Segmentation mask records:
┄┄┄┄┄┄

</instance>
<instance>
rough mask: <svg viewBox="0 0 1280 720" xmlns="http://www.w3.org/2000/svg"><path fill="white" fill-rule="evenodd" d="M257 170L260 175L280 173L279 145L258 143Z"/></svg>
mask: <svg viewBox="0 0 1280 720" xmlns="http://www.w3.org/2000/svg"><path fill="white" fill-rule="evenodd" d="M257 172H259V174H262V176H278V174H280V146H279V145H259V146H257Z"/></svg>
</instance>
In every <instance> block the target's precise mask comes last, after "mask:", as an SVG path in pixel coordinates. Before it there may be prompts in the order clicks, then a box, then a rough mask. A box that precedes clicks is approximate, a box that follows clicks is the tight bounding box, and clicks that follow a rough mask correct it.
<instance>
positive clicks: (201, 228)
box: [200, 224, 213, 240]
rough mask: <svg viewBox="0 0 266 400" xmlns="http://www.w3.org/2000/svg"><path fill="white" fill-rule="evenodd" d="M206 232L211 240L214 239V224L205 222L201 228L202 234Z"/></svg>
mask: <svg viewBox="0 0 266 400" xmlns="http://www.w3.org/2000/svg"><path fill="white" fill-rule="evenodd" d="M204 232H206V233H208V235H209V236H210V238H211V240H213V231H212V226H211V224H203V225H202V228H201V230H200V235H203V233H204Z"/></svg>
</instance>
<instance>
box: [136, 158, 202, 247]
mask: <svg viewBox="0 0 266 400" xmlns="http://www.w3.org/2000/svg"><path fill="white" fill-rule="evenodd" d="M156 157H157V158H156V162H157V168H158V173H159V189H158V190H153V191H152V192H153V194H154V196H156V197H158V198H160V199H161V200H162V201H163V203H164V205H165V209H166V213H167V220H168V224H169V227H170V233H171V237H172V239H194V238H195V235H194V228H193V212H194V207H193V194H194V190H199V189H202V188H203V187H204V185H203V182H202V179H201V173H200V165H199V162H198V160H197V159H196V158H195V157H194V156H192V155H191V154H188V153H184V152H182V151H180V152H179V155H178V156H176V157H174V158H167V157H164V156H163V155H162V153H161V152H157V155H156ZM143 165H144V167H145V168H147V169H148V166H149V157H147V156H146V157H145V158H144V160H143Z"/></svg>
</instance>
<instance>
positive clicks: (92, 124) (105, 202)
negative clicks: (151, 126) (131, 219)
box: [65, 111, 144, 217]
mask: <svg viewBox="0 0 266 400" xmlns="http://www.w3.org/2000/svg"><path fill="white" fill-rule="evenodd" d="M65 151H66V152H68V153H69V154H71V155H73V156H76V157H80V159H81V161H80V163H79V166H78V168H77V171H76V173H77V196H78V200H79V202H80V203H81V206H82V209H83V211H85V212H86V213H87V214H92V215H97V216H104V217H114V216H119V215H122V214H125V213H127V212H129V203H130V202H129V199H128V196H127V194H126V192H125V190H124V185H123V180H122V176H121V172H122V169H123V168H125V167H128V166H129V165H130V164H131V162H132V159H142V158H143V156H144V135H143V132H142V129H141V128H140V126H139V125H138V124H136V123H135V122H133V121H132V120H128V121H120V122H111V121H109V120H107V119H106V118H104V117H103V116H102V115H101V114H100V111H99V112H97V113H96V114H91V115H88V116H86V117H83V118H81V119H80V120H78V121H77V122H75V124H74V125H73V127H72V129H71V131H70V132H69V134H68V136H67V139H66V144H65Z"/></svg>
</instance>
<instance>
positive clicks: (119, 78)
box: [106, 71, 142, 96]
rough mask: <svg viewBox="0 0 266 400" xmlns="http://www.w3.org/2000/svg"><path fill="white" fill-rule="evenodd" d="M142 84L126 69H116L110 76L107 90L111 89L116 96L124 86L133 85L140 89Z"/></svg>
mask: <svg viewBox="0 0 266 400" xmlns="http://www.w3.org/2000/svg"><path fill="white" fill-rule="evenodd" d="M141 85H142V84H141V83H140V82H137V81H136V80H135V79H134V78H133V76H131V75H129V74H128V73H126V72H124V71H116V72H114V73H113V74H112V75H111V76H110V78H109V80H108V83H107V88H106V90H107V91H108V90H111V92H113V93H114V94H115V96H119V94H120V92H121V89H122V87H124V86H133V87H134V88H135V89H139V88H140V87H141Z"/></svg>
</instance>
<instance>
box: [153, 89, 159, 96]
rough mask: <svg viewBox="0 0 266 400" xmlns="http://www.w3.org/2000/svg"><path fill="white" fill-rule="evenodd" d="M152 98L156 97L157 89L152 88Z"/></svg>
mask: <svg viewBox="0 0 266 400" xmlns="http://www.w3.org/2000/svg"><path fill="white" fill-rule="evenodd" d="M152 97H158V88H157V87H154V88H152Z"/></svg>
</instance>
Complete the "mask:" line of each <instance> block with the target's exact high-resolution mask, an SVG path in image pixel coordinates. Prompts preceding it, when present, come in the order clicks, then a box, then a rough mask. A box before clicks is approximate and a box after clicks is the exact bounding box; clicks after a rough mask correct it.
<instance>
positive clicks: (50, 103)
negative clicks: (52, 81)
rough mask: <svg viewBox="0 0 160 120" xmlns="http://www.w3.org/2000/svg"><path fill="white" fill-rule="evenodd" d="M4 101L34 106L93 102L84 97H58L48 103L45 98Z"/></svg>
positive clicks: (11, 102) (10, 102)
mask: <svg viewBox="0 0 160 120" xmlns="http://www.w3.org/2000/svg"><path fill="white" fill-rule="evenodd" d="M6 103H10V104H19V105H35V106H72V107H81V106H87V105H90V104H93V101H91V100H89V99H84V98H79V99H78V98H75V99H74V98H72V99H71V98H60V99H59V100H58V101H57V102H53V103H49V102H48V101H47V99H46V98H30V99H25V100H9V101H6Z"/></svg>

┄┄┄┄┄┄

Rename "positive clicks" to "foreground clicks" in the records from the start through the line containing "box: [200, 224, 213, 240]", and give those lines again with nothing else changed.

</instance>
<instance>
rough mask: <svg viewBox="0 0 1280 720" xmlns="http://www.w3.org/2000/svg"><path fill="white" fill-rule="evenodd" d="M257 170L260 175L280 173L279 145L258 143Z"/></svg>
mask: <svg viewBox="0 0 1280 720" xmlns="http://www.w3.org/2000/svg"><path fill="white" fill-rule="evenodd" d="M257 172H259V174H262V176H278V174H280V146H279V145H259V146H257Z"/></svg>
</instance>
In every <instance> block the target's precise mask comes last, after "mask:", as an SVG path in pixel coordinates. Before it there may be prompts in the order clicks, then a box, then a rough mask. A box that precedes clicks is approximate, a box that follows clicks is the tight bounding box, and clicks that follow a rough mask correct it.
<instance>
foreground clicks: (201, 228)
box: [200, 224, 213, 240]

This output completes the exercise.